▶ **Given text**:

The Compact Computer 40 or CC-40 is a portable computer developed by Texas Instruments.  It started development in 1981, and was released in March 1983 for US$249. The CC-40 has a single-line 31 character LCD display,  weighs 600 grams (22 ounces), and is powered by an AC adapter or can operate for 200 hours on four AA batteries. Memory is not erased by turning the unit off; it can retain data for several months. The CC-40 lacks a way to store data more permanently.  Software was only available on cartridge or by typing programs into its built-in BASIC interpreter. The BASIC interpreter is similar but not identical to that of the TI-99/4A.

The CC-40 uses TI's TMS70C20 CPU, an 8-bit microprocessor that runs at 2.5 MHz. The system has 6 kilobytes of Random Access Memory (expandable to 18 KB),and 34 KB of Read Only Memory. Peripherals can be connected via a Hexbus port: an 80 column printer, printer/plotter, RS-232 interface, and modem. A licensed version of the Exatron Stringy Floppy as a digital "wafertape" unit depicted on the computer's box was only released as a prototype, reportedly because it proved too unreliable.

Development
The Compact Computer 40 was developed under the internal codename "Lonestar".

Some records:
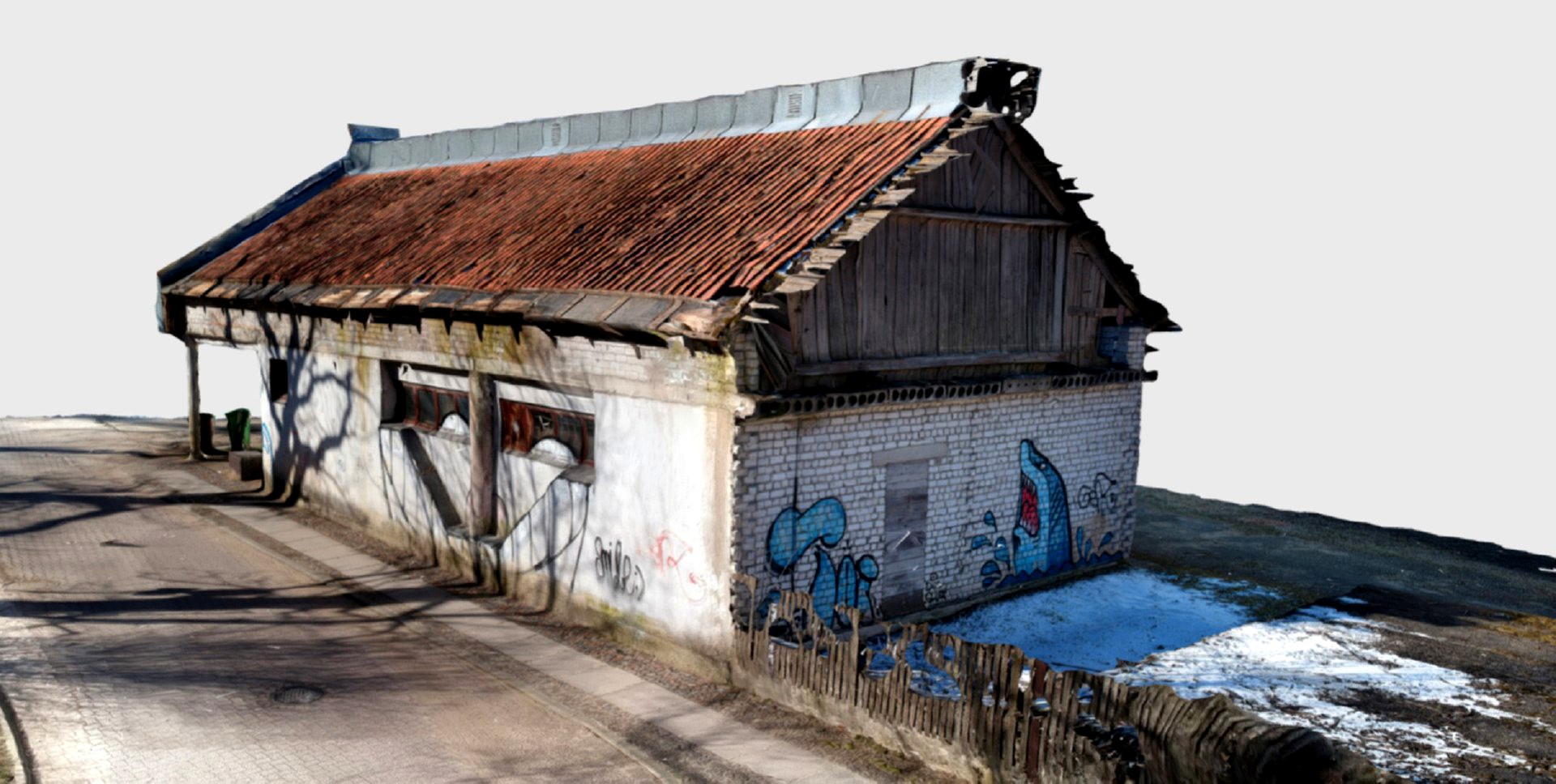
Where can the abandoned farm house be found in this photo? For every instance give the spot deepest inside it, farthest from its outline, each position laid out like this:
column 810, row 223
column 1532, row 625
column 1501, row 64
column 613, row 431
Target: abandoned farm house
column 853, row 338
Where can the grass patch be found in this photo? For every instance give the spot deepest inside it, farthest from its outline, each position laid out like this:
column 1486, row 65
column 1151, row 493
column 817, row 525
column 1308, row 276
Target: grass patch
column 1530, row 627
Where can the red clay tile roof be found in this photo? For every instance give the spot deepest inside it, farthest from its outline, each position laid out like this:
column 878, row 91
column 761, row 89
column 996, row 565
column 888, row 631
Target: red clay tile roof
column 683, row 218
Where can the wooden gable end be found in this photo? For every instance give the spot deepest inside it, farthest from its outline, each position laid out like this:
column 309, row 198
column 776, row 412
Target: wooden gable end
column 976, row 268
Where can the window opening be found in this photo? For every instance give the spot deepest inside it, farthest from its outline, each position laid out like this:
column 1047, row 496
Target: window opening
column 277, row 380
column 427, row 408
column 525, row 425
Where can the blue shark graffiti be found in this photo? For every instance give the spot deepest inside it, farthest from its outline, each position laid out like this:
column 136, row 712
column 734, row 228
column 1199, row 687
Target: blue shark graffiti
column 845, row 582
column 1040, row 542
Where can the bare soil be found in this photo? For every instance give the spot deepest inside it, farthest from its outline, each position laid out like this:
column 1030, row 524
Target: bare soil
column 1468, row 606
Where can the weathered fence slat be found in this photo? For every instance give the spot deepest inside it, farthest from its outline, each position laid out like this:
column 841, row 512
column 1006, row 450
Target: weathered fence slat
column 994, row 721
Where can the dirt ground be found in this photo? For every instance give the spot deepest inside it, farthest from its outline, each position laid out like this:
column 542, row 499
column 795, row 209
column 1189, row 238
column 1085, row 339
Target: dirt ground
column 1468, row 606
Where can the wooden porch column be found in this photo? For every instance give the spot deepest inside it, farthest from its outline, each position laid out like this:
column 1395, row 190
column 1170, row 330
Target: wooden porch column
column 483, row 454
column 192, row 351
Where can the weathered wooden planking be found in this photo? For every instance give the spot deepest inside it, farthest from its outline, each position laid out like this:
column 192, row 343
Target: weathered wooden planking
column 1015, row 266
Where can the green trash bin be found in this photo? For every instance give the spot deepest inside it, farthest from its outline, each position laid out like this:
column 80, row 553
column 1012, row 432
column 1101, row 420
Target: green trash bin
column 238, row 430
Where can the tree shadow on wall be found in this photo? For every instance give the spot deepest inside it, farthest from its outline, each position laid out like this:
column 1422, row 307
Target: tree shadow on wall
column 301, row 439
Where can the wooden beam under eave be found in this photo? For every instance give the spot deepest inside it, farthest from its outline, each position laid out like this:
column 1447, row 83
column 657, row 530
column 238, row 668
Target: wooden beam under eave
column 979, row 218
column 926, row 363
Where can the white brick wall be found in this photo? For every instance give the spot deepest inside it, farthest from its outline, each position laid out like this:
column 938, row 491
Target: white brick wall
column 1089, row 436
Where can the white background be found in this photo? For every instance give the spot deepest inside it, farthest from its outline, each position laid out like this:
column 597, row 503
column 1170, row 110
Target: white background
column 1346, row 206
--
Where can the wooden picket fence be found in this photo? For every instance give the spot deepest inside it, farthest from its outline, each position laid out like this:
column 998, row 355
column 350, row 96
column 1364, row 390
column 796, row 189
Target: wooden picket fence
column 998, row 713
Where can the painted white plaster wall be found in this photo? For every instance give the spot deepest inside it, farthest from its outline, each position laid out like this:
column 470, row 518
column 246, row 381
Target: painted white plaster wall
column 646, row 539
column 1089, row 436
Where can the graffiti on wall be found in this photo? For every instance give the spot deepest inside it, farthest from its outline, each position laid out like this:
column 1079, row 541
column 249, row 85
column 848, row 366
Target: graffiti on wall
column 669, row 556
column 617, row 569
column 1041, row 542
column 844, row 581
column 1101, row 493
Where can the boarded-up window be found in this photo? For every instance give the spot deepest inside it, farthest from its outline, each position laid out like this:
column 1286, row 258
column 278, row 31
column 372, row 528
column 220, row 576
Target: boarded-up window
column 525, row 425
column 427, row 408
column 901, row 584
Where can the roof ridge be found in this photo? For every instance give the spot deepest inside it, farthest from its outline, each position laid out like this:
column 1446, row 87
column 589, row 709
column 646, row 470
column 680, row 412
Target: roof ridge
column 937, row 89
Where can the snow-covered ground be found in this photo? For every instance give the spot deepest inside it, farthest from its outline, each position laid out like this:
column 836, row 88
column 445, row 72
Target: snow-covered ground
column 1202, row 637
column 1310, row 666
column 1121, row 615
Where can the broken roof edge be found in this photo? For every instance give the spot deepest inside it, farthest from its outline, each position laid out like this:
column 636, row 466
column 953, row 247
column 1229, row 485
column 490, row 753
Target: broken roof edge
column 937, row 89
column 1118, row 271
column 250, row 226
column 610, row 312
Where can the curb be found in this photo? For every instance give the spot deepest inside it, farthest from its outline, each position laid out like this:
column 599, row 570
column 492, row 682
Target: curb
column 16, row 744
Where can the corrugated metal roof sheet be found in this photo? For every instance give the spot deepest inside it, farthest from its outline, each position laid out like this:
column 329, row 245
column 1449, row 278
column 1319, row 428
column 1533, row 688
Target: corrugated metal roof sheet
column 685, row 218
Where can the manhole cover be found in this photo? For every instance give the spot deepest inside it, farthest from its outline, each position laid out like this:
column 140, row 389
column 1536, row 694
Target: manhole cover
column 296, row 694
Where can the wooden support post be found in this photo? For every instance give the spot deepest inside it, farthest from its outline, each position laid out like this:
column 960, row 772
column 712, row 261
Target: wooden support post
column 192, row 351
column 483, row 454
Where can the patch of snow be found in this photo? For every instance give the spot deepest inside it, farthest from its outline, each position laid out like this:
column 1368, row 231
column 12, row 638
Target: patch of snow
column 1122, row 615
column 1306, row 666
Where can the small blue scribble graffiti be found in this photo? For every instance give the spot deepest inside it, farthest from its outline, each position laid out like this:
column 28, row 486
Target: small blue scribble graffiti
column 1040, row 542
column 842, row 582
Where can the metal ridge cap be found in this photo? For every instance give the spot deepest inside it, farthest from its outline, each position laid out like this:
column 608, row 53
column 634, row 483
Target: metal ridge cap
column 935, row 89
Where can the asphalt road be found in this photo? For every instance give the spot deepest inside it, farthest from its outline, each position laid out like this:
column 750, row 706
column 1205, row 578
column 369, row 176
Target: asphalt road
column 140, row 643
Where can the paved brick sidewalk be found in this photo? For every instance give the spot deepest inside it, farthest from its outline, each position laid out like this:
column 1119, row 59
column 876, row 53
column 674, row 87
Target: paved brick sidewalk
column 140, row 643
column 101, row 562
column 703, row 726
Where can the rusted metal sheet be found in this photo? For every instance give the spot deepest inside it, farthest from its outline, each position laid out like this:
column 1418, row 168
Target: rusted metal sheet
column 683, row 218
* * *
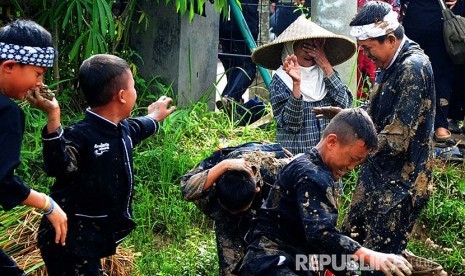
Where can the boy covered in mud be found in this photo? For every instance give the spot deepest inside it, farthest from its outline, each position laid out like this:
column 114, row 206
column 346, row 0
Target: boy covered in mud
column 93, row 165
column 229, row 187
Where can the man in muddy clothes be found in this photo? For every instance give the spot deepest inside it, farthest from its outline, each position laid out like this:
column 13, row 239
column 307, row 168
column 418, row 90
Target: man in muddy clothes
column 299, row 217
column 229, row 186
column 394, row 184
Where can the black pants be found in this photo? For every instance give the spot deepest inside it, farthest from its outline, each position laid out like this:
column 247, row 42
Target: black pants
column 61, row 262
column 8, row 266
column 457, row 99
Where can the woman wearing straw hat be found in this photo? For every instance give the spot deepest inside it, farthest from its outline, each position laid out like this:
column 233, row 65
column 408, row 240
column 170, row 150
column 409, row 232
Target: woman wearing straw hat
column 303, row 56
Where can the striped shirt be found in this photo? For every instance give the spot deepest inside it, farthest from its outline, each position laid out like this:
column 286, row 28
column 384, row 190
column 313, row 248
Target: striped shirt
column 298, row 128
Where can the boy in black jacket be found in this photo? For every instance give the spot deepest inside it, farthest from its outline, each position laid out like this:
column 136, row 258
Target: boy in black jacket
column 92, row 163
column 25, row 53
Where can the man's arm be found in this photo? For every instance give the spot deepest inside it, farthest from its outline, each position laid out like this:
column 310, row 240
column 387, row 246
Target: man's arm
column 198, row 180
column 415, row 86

▶ **What needs to be done**:
Using the text about the Compact Computer 40, answer each item on its own line with the matching number:
1. What was the CC-40's price when it was released?
2. Which CPU does the CC-40 use?
3. What internal codename did the CC-40 have during development?

▶ **Solution for this problem**:
1. US$249
2. TI's TMS70C20
3. "Lonestar"